#### Problem description
The lines to extract begin at the one containing "Could you please indicate the yellow painted" and run to the end of the listing; set them down exactly and alone.

#### Data supplied
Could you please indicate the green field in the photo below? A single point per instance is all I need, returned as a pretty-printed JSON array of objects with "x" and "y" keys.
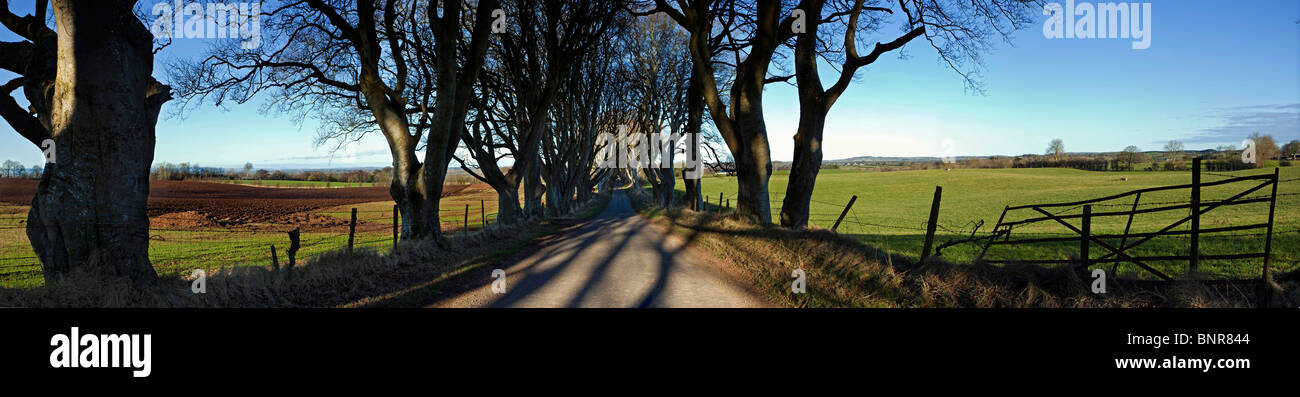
[{"x": 892, "y": 210}]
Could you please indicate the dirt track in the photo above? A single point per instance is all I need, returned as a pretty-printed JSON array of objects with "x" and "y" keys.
[{"x": 616, "y": 259}]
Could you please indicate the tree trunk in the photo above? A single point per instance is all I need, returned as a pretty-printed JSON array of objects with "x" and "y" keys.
[
  {"x": 507, "y": 205},
  {"x": 90, "y": 207},
  {"x": 807, "y": 163}
]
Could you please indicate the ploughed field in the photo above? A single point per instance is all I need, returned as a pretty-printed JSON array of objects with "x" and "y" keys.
[{"x": 212, "y": 225}]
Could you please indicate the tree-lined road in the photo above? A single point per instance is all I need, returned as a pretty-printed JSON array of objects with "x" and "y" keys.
[{"x": 616, "y": 259}]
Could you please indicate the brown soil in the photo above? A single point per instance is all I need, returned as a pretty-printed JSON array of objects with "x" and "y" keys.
[{"x": 187, "y": 205}]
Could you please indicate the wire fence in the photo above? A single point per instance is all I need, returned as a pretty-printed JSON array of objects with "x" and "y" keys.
[
  {"x": 181, "y": 249},
  {"x": 962, "y": 240}
]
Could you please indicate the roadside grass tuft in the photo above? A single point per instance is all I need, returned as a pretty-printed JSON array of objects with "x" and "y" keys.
[{"x": 844, "y": 272}]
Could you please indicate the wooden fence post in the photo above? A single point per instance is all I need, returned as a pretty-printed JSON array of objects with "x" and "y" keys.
[
  {"x": 293, "y": 247},
  {"x": 1114, "y": 270},
  {"x": 351, "y": 232},
  {"x": 1268, "y": 245},
  {"x": 932, "y": 223},
  {"x": 1086, "y": 242},
  {"x": 854, "y": 198},
  {"x": 1196, "y": 216}
]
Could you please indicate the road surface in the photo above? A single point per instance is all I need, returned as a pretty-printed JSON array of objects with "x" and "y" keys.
[{"x": 616, "y": 259}]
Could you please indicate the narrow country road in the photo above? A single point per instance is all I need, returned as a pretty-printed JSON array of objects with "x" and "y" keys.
[{"x": 616, "y": 259}]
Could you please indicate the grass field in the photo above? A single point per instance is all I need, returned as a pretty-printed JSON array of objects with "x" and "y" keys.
[
  {"x": 892, "y": 210},
  {"x": 176, "y": 251}
]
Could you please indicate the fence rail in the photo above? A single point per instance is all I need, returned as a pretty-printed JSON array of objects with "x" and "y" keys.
[{"x": 1129, "y": 241}]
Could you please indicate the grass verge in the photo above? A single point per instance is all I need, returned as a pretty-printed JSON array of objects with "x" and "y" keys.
[{"x": 843, "y": 272}]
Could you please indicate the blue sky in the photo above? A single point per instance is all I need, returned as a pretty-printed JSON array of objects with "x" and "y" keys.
[{"x": 1213, "y": 74}]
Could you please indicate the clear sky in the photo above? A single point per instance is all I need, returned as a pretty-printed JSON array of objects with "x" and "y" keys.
[{"x": 1214, "y": 72}]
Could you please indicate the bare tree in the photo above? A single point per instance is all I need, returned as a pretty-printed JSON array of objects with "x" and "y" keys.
[
  {"x": 1056, "y": 150},
  {"x": 831, "y": 31},
  {"x": 750, "y": 35},
  {"x": 659, "y": 72},
  {"x": 1290, "y": 150},
  {"x": 404, "y": 68},
  {"x": 94, "y": 103},
  {"x": 528, "y": 67}
]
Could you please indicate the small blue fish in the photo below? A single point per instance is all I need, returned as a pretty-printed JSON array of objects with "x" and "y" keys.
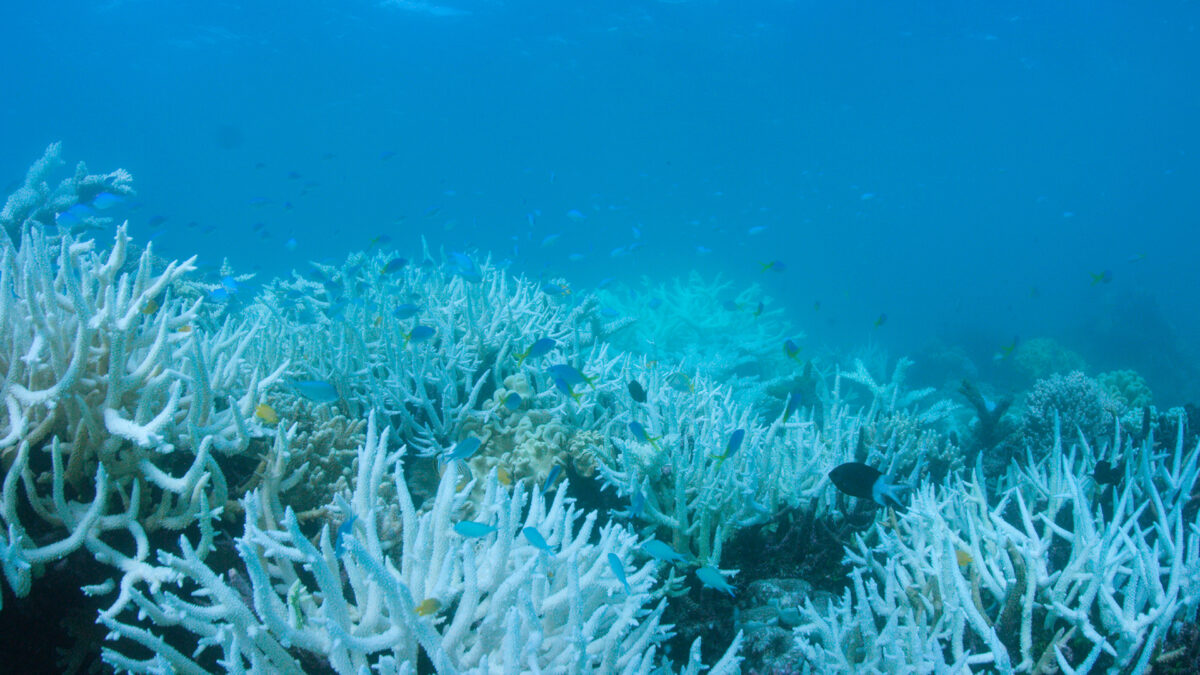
[
  {"x": 551, "y": 477},
  {"x": 345, "y": 530},
  {"x": 420, "y": 334},
  {"x": 661, "y": 551},
  {"x": 473, "y": 530},
  {"x": 463, "y": 449},
  {"x": 537, "y": 539},
  {"x": 316, "y": 390},
  {"x": 618, "y": 571},
  {"x": 539, "y": 348},
  {"x": 713, "y": 579},
  {"x": 406, "y": 311},
  {"x": 106, "y": 201}
]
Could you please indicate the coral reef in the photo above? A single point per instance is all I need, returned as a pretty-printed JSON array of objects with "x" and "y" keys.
[
  {"x": 354, "y": 470},
  {"x": 1042, "y": 357}
]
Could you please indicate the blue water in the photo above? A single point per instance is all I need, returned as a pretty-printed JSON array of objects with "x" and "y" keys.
[{"x": 961, "y": 167}]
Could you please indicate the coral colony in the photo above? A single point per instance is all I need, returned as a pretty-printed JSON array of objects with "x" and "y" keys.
[{"x": 383, "y": 466}]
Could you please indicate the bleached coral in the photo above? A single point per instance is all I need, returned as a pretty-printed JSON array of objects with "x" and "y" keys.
[
  {"x": 471, "y": 604},
  {"x": 109, "y": 388},
  {"x": 1054, "y": 573}
]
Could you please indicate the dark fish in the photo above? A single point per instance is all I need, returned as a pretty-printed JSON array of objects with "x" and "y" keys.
[
  {"x": 865, "y": 482},
  {"x": 636, "y": 392}
]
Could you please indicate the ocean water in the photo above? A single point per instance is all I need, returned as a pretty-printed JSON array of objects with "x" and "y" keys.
[
  {"x": 963, "y": 168},
  {"x": 949, "y": 183}
]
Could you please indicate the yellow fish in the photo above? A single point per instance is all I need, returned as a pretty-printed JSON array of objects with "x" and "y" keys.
[
  {"x": 267, "y": 413},
  {"x": 427, "y": 607}
]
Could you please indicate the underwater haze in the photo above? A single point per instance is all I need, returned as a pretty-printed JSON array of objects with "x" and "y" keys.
[{"x": 909, "y": 177}]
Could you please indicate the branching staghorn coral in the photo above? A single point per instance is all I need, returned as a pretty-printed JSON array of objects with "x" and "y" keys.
[
  {"x": 431, "y": 389},
  {"x": 1056, "y": 573},
  {"x": 474, "y": 603},
  {"x": 106, "y": 382}
]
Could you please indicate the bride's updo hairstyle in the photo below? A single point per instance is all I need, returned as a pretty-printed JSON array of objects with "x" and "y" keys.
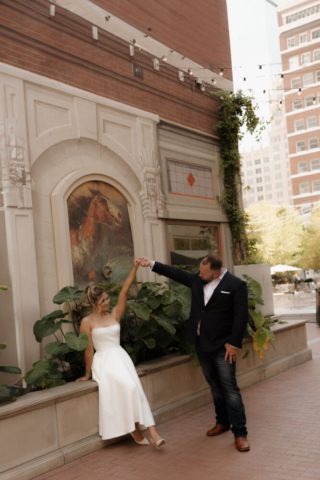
[{"x": 93, "y": 294}]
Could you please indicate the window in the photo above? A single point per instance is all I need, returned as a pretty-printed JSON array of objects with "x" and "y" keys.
[
  {"x": 187, "y": 241},
  {"x": 305, "y": 58},
  {"x": 296, "y": 82},
  {"x": 298, "y": 125},
  {"x": 302, "y": 167},
  {"x": 311, "y": 122},
  {"x": 304, "y": 188},
  {"x": 296, "y": 104},
  {"x": 307, "y": 79},
  {"x": 293, "y": 62},
  {"x": 309, "y": 101},
  {"x": 315, "y": 34},
  {"x": 301, "y": 146},
  {"x": 291, "y": 42},
  {"x": 316, "y": 55},
  {"x": 316, "y": 186},
  {"x": 188, "y": 179},
  {"x": 303, "y": 38},
  {"x": 313, "y": 143},
  {"x": 315, "y": 164}
]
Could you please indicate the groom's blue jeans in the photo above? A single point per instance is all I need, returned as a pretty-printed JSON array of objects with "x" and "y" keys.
[{"x": 221, "y": 376}]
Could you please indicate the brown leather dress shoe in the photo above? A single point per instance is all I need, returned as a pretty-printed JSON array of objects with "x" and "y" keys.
[
  {"x": 242, "y": 444},
  {"x": 217, "y": 430}
]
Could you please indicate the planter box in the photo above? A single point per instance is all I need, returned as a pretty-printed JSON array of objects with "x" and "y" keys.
[
  {"x": 261, "y": 273},
  {"x": 44, "y": 430}
]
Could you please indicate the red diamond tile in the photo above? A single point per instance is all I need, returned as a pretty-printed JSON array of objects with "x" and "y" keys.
[{"x": 191, "y": 179}]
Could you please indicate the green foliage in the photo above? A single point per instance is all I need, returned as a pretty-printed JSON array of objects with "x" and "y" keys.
[
  {"x": 154, "y": 322},
  {"x": 258, "y": 326},
  {"x": 237, "y": 115},
  {"x": 9, "y": 393}
]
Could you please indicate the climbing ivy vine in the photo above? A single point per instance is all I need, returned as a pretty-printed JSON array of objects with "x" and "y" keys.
[{"x": 237, "y": 117}]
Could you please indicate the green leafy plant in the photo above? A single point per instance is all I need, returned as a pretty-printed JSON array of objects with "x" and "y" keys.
[
  {"x": 9, "y": 393},
  {"x": 258, "y": 326},
  {"x": 67, "y": 359},
  {"x": 154, "y": 322},
  {"x": 237, "y": 116}
]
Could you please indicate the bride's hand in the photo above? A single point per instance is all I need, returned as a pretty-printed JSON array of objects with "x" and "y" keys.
[{"x": 82, "y": 379}]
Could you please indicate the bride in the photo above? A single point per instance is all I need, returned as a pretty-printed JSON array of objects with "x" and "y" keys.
[{"x": 122, "y": 402}]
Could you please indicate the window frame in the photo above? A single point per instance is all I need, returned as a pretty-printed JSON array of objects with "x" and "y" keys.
[
  {"x": 301, "y": 169},
  {"x": 310, "y": 140}
]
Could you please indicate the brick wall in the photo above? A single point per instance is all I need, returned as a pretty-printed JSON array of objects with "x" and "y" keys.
[
  {"x": 199, "y": 30},
  {"x": 62, "y": 48}
]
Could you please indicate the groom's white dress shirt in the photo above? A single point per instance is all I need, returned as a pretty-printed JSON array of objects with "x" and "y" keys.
[{"x": 208, "y": 290}]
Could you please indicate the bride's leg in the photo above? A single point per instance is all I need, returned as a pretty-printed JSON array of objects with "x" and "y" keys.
[
  {"x": 153, "y": 433},
  {"x": 137, "y": 433}
]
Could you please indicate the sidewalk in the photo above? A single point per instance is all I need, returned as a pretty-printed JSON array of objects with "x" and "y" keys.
[{"x": 283, "y": 422}]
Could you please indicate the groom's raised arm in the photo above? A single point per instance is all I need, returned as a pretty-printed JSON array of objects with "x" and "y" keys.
[{"x": 180, "y": 276}]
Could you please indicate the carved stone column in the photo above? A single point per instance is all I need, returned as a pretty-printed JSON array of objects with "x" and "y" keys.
[
  {"x": 153, "y": 207},
  {"x": 21, "y": 302}
]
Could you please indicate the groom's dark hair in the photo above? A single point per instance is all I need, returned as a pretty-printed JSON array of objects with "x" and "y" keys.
[{"x": 214, "y": 261}]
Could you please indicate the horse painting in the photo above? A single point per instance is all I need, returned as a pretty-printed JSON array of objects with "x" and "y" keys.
[{"x": 100, "y": 233}]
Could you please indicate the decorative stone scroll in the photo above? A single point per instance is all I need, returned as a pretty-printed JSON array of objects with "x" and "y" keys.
[{"x": 152, "y": 198}]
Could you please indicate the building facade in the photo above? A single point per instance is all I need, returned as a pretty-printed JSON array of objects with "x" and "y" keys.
[
  {"x": 299, "y": 29},
  {"x": 107, "y": 147},
  {"x": 267, "y": 170}
]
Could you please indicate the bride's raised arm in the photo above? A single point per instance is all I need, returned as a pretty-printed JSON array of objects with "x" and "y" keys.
[{"x": 122, "y": 300}]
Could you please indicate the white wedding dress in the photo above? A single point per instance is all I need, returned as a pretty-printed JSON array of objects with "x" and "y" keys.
[{"x": 122, "y": 401}]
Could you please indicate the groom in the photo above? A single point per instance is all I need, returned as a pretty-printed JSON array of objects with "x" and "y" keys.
[{"x": 217, "y": 324}]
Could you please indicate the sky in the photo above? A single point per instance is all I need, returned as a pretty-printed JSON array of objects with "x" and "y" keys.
[{"x": 255, "y": 41}]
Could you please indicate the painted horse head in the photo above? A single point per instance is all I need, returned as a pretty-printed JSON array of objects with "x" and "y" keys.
[{"x": 103, "y": 210}]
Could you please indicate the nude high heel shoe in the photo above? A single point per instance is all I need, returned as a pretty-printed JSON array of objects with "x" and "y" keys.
[
  {"x": 142, "y": 442},
  {"x": 158, "y": 443}
]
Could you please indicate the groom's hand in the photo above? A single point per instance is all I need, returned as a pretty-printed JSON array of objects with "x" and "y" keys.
[
  {"x": 231, "y": 353},
  {"x": 145, "y": 262}
]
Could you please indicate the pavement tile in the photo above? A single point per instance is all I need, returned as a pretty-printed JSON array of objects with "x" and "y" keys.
[{"x": 283, "y": 424}]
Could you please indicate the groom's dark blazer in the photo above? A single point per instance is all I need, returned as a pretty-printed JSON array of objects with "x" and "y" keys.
[{"x": 223, "y": 318}]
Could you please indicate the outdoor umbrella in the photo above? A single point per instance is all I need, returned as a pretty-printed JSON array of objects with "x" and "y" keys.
[{"x": 284, "y": 268}]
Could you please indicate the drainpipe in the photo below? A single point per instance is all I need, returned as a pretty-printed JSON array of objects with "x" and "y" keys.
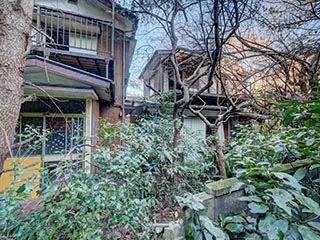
[
  {"x": 113, "y": 29},
  {"x": 124, "y": 75}
]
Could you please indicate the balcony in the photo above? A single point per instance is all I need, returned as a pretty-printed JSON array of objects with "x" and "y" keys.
[{"x": 81, "y": 42}]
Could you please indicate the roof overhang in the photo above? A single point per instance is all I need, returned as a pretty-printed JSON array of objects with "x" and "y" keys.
[
  {"x": 60, "y": 92},
  {"x": 59, "y": 79}
]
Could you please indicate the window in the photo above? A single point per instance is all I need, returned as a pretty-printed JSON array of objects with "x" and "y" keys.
[{"x": 62, "y": 134}]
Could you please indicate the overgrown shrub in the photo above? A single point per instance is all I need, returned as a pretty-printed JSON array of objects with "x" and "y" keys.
[
  {"x": 251, "y": 152},
  {"x": 136, "y": 168}
]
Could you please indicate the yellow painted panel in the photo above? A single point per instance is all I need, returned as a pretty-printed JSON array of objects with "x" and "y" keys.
[{"x": 6, "y": 178}]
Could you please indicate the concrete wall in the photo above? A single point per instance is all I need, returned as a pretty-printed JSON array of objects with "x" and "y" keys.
[{"x": 195, "y": 124}]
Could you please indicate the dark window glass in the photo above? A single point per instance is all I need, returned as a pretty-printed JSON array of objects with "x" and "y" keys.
[
  {"x": 48, "y": 106},
  {"x": 28, "y": 125},
  {"x": 65, "y": 134}
]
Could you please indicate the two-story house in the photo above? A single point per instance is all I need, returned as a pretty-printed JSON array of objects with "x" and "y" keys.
[
  {"x": 158, "y": 75},
  {"x": 78, "y": 71}
]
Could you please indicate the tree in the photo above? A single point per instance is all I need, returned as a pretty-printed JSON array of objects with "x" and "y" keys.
[
  {"x": 15, "y": 22},
  {"x": 206, "y": 25},
  {"x": 282, "y": 43}
]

#### Expected answer
Could you please indicate the yellow painted panel in the photo above? A single point per instance is all I need, returned as a pretty-printed JSON array of objects with "x" and "y" keys.
[{"x": 6, "y": 178}]
Could you please indicate the concrete wall in the photo above? A single point per instance is all I need, returned as a pretty-printed JSON array of objects with "x" and "y" keys.
[{"x": 195, "y": 124}]
Could you please indicate the dark window glass in the photo above? A single point per instance is all I need, returned as a pretty-printed JSON array of objects with "x" and "y" keys.
[
  {"x": 48, "y": 106},
  {"x": 28, "y": 125},
  {"x": 65, "y": 134}
]
Could you please indicate the two-story house in the photo above? A single point per instance is all I need, returned as a pretty-printed JSON array of objects with "x" and "y" keys.
[
  {"x": 158, "y": 75},
  {"x": 78, "y": 71}
]
Could you please indicate the tree in the photo above? A single point per instance is all I need, returned as a pretty-printed JSON array of objects with "x" and "y" keys.
[
  {"x": 15, "y": 22},
  {"x": 206, "y": 25},
  {"x": 282, "y": 43}
]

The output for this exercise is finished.